[What is asked] Print the entries below word for word; the pictures stay out of your copy.

[Provided data]
◇ ◇ ◇ ◇ ◇
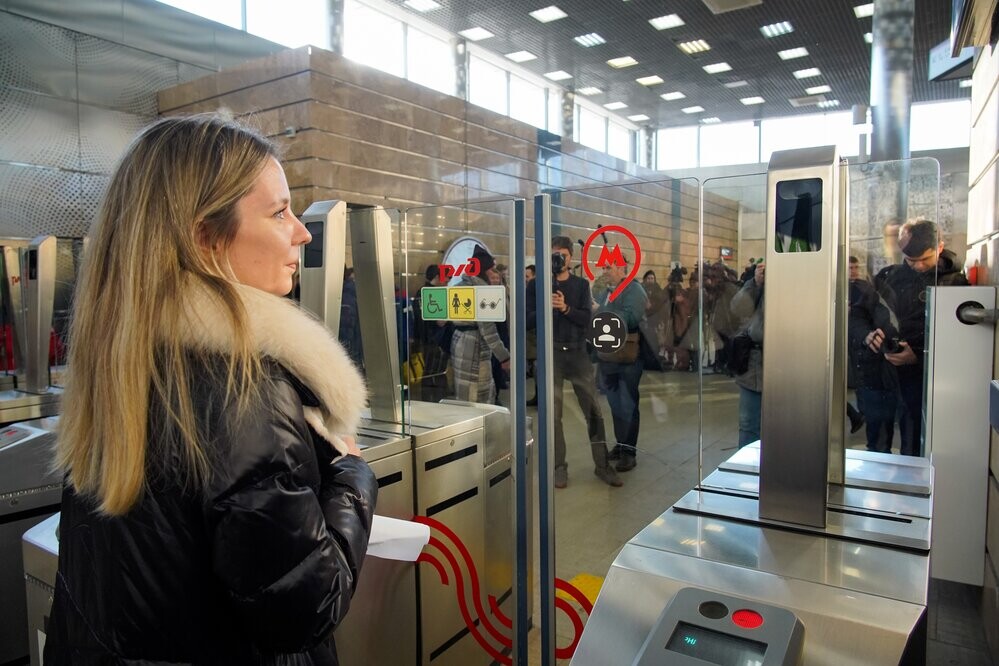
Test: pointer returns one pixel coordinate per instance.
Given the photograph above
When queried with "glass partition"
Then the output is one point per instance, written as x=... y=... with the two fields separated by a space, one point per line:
x=624 y=360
◇ ◇ ◇ ◇ ◇
[Written solution]
Test: pointer returns one pixel coordinate per instance.
Given the photograph above
When queried with "glass partition"
Then the output is one point per instance, written as x=... y=... with the two fields separated by a space, one point per line:
x=624 y=360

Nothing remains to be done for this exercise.